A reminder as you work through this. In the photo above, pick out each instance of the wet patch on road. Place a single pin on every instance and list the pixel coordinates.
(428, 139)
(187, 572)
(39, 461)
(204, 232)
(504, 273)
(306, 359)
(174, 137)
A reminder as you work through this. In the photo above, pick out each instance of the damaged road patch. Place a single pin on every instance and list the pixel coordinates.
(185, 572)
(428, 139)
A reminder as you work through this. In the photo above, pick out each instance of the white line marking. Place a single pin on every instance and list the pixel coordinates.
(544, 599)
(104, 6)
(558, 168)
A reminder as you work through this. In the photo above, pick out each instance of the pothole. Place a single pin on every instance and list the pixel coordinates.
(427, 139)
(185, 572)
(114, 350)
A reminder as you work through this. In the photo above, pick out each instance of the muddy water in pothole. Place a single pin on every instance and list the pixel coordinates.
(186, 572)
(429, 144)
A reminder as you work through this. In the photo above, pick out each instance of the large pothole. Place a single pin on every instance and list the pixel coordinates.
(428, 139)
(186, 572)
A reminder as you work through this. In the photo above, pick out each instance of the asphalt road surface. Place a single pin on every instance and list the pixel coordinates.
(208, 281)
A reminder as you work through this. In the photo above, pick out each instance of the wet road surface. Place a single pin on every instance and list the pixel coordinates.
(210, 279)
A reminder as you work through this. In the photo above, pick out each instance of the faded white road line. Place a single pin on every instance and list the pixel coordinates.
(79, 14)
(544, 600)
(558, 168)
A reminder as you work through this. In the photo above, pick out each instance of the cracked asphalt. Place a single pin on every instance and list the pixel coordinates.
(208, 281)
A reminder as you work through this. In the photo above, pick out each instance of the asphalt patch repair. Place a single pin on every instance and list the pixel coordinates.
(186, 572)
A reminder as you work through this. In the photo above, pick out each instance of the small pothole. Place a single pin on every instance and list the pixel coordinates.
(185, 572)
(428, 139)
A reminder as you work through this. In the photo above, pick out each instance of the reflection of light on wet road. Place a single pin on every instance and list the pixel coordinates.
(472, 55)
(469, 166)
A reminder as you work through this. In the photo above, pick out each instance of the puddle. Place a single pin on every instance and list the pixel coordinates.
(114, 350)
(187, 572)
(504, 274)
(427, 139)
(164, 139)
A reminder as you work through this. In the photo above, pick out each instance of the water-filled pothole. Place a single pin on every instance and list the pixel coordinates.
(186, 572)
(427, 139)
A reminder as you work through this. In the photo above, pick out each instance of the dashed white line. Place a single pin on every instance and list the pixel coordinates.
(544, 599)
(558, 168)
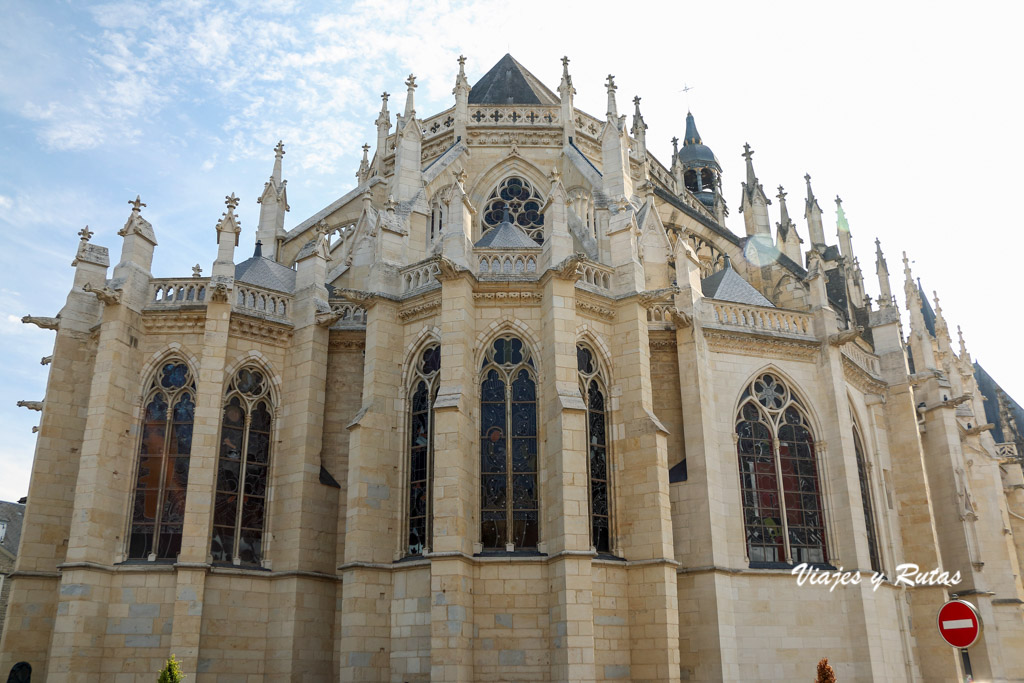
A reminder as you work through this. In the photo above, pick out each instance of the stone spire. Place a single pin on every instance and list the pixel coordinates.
(461, 92)
(812, 212)
(843, 231)
(886, 293)
(565, 93)
(410, 113)
(364, 173)
(273, 205)
(639, 130)
(383, 128)
(786, 241)
(754, 204)
(612, 112)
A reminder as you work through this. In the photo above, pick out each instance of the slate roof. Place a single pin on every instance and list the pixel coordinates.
(13, 514)
(508, 82)
(726, 285)
(264, 272)
(506, 236)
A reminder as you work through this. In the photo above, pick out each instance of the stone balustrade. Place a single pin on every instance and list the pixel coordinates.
(761, 318)
(176, 292)
(420, 274)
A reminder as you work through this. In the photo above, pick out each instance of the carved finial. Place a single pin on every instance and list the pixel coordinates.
(136, 205)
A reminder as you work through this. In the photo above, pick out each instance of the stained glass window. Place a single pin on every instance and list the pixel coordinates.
(782, 512)
(240, 501)
(865, 499)
(509, 501)
(523, 204)
(591, 386)
(421, 447)
(162, 477)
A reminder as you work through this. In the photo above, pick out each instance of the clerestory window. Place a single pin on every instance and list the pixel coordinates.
(509, 503)
(421, 449)
(162, 477)
(592, 388)
(523, 204)
(778, 472)
(243, 469)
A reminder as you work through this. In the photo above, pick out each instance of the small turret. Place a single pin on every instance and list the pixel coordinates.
(754, 204)
(273, 205)
(886, 294)
(639, 129)
(812, 212)
(700, 171)
(786, 241)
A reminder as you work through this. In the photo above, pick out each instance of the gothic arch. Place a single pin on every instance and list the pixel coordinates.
(512, 326)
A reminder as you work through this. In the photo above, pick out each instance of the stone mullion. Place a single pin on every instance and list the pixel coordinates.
(644, 505)
(374, 502)
(194, 559)
(456, 488)
(565, 481)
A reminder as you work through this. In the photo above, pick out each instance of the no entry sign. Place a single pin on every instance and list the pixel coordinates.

**What is expected:** Write the listing out exactly, apart from its pictures.

**Answer to the exercise:**
A reminder as you work through this. In the photo above, pick out each instance of the wet patch on road. Place a single pin on every instance and list the pixel coordinates.
(428, 139)
(187, 572)
(39, 461)
(204, 232)
(504, 273)
(306, 359)
(174, 137)
A reminder as you work through this. In the photo above, pick out each instance of the damaged road patch. Place a single pin on every instance and list the pixel coordinates.
(185, 572)
(428, 139)
A reminder as you work through this. In the photo above, pick out each instance of the white line marking. Place a single pin on every instance and list the pixel coordinates.
(544, 599)
(104, 6)
(558, 168)
A reminder as you work through this. In the photo above, pick out each instance of the pothole. Place a single pin on every instance and list the pixel coordinates.
(427, 139)
(185, 572)
(114, 350)
A reminder as you work through this. In the photo above, pick out each instance of the muddy water in pothole. Place a single pin on every instance and list the pixel coordinates.
(186, 572)
(429, 144)
A reminder as you work through this. In the photo above, pick out each instance of the large pothole. Place a single pin on every instance and list the pixel coordinates.
(428, 139)
(186, 572)
A reminder as you work through this. In the photo above, pick out each instance of the asphalt road surface. Place a single pin on every instance and list the pixel coordinates.
(208, 281)
A reminder as you work through this. In the photo above, pick out each instance of the wet road surface. Place a single pin on every instance and list the pixel coordinates.
(210, 279)
A reminder as you work through this. In the photo above, pick out each instance of the faded white road line. Place a single pin on every instance and list the pixel coordinates.
(79, 14)
(544, 600)
(558, 168)
A reminder as you work through this. In the photo above, pick out each instance of the cracked asphalt. Place a single pin on every instance and list the pixel coordinates.
(208, 281)
A reminder as you work through this. In the photo above, pick out each instance of the asphalt patch repair. Place a single pin on every instance and list the pixel coordinates.
(186, 572)
A reminder as you work through this. In the photo above, pick out each instance of the small pothole. Place a single pin on every instance and list the pixel coordinates.
(185, 572)
(428, 139)
A reminder as you work through this. In the photo above, pick out each instance of the reflection of light on wet road. Place a single pin on every instance and list the pixel coordinates.
(472, 55)
(469, 166)
A reminder as you work through this. In the photo above, pick out each instance of the puddle. Place a single pin on every instance and list the pixel coordinates.
(114, 350)
(187, 572)
(504, 274)
(427, 139)
(164, 139)
A reminder as you work through this. In the photo above, pick out each instance of the water-filled pothole. Place a single pin on every instance and list the pixel coordinates.
(186, 572)
(427, 139)
A reminder as you work through this. In the photo above, pick out each instance of the dashed white line. Place a single pin on every instance and list the pixel coordinates.
(544, 599)
(558, 168)
A reminder as you work through this. In the photo above, pick out each instance of the stone spire. Place a single pin on every instance and list the pixel coordinates.
(461, 92)
(812, 212)
(843, 231)
(886, 293)
(565, 93)
(410, 113)
(364, 173)
(273, 205)
(639, 130)
(383, 128)
(786, 241)
(754, 204)
(612, 112)
A reminder as you work through this. In the photo above, pick out each instance of the slate roof. Place a single pin on every instance and list the pixel coordinates.
(13, 514)
(508, 82)
(726, 285)
(264, 272)
(506, 236)
A reminder as you work through this. In the photo above, pick out each instance of the stone balustrade. Place a single pin on every instance and list the pixel coordinates.
(761, 318)
(176, 292)
(420, 274)
A reminder as you work through this. In the photo above, pick out each instance of the carved finial. Place a single pin on every instance and list the pixel coordinates.
(136, 205)
A reminder as you work through this. In the photo above, pick out each instance of the stained glass window. Place a single pin on every instance and list the pixel coordinates.
(782, 512)
(240, 501)
(865, 499)
(509, 501)
(523, 204)
(591, 386)
(421, 447)
(162, 477)
A reminder as you work through this. In the photo above, pick out each instance of the clerestory window. Place a single pin on every instance and list the pixel coordinates.
(509, 503)
(421, 449)
(162, 477)
(592, 388)
(523, 204)
(778, 472)
(243, 469)
A reminder as you work through this. In the photo above, pick out each instance of the small turret. Place a single pin on every instance and list the pixel coordinates.
(754, 204)
(273, 205)
(886, 294)
(639, 129)
(812, 212)
(700, 171)
(786, 241)
A reminder as you work through this. In the photo above, pick out each instance of the gothic arch. Place a single pin on every instance and list the pixel coordinates.
(512, 326)
A reminder as you work through this. In the photo above, pick out each instance of the stone mullion. Place a single pin on every instance and list the pixel coordinates.
(644, 505)
(374, 502)
(194, 559)
(456, 488)
(565, 481)
A reminder as you work through this. In the photo above, pick out each instance of the no entry sign. Place a single pin on every instance and list the pixel coordinates.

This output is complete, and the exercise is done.